### Document excerpt
# Wrightsville Beach Parking



## Bosco (Jan 2, 2017)

Does anyone know where a person can park while fishing at Wrightsville Beach without having to take out a second mortgage?


----------



## NC KingFisher (Nov 20, 2011)

No where man, damn money racket. Sometimes at the church near the pier, fishing has been so bad if I had to pay I wouldn't come.


----------



## DaBig2na (Aug 7, 2011)

Shhhhhh ... Dont tell anyone.......I'm told if you have a valid handicap placard you park for Free... Some of the guys who fish down south on Johnny Mercers, were on JP last weekend and we were chatting about the expensiveness of fishing that pier.

Might be worth looking into if you have one. Call Wrightsville PD for verification.....Some of you senior seniors may very well need them... I'm told that you park free in Any Spot, not just HC spots. I trust but yet verify


----------



## NC KingFisher (Nov 20, 2011)

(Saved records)
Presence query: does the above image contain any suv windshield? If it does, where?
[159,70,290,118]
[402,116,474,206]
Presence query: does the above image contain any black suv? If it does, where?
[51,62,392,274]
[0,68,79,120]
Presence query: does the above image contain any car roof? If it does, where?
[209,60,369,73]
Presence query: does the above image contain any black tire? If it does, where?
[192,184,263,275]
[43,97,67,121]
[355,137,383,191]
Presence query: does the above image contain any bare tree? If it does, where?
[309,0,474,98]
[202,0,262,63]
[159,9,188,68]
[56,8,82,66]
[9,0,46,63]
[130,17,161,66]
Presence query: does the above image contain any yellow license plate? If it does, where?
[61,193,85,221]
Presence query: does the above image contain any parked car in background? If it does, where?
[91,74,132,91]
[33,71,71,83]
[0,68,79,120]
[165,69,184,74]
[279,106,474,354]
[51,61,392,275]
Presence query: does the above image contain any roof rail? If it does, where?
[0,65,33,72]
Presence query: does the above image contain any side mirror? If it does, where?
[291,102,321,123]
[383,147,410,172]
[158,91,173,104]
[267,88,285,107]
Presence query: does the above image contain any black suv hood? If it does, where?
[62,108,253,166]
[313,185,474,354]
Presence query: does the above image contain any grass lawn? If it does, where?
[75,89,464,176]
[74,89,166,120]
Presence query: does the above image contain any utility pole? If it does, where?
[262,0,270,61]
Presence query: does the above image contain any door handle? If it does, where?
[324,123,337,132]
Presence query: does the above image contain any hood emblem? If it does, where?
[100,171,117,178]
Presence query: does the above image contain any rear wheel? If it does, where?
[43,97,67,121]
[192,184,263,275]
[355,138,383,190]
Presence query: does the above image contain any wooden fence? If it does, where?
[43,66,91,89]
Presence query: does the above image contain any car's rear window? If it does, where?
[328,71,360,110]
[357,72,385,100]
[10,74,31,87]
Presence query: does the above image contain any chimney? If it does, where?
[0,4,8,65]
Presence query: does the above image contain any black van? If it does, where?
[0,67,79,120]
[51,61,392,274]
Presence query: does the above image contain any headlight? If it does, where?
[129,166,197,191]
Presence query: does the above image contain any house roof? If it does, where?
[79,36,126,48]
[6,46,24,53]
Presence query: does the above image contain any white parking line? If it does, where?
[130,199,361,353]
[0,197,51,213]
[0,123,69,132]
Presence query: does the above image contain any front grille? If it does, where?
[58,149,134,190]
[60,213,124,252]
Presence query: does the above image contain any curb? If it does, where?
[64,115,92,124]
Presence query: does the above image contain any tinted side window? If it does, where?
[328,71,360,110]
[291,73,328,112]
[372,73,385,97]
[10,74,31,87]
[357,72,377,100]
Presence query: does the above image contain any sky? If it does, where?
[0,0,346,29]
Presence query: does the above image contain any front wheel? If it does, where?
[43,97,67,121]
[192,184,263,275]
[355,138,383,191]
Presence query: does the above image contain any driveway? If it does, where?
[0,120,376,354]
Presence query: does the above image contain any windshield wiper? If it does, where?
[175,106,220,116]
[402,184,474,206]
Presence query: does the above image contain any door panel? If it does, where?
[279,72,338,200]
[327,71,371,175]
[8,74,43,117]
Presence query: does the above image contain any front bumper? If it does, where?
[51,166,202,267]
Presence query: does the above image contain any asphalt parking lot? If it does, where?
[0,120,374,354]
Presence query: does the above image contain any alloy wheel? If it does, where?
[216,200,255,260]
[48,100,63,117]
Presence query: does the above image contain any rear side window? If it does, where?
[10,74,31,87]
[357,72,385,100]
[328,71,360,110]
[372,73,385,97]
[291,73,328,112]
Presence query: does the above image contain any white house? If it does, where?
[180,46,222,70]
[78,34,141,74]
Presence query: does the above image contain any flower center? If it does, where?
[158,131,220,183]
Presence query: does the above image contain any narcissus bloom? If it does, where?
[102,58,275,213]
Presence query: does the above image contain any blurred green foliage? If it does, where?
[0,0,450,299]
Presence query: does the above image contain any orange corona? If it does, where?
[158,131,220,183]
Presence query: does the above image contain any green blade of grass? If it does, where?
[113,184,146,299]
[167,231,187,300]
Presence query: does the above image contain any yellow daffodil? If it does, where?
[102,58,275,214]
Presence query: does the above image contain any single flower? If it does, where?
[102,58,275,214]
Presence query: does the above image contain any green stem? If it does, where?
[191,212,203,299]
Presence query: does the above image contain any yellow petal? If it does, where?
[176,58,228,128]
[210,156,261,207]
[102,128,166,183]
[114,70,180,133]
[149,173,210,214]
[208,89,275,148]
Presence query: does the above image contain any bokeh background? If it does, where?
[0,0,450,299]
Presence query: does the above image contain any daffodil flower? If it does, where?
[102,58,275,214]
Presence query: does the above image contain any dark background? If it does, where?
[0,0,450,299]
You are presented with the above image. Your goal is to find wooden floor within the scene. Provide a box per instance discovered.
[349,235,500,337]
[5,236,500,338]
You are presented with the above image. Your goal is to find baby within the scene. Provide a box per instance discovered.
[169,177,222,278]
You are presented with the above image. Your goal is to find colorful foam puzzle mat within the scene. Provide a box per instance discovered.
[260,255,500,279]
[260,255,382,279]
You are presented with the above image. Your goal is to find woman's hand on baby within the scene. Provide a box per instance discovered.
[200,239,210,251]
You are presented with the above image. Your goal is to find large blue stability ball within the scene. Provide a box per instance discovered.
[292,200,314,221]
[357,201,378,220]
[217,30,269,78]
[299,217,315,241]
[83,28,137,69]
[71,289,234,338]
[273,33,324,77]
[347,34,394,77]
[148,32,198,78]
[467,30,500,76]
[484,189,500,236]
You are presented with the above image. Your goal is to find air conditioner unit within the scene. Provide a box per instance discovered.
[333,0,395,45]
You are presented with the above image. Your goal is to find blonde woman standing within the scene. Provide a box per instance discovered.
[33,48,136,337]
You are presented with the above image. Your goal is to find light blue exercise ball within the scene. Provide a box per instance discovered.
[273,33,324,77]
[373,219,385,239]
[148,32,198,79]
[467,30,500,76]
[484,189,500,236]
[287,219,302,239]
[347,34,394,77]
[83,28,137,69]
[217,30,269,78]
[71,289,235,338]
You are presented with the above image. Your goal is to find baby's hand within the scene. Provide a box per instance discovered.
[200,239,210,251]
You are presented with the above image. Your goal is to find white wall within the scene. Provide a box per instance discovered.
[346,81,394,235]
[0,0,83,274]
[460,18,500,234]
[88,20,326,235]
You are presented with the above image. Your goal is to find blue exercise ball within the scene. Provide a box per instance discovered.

### Problem requirements
Please copy the whole Wrightsville Beach parking thread word for word. These items come from a separate source.

### Exercise answer
# Wrightsville Beach Parking



## Bosco (Jan 2, 2017)

Does anyone know where a person can park while fishing at Wrightsville Beach without having to take out a second mortgage?


----------



## NC KingFisher (Nov 20, 2011)

No where man, damn money racket. Sometimes at the church near the pier, fishing has been so bad if I had to pay I wouldn't come.


----------



## DaBig2na (Aug 7, 2011)

Shhhhhh ... Dont tell anyone.......I'm told if you have a valid handicap placard you park for Free... Some of the guys who fish down south on Johnny Mercers, were on JP last weekend and we were chatting about the expensiveness of fishing that pier.

Might be worth looking into if you have one. Call Wrightsville PD for verification.....Some of you senior seniors may very well need them... I'm told that you park free in Any Spot, not just HC spots. I trust but yet verify


----------



## NC KingFisher (Nov 20, 2011)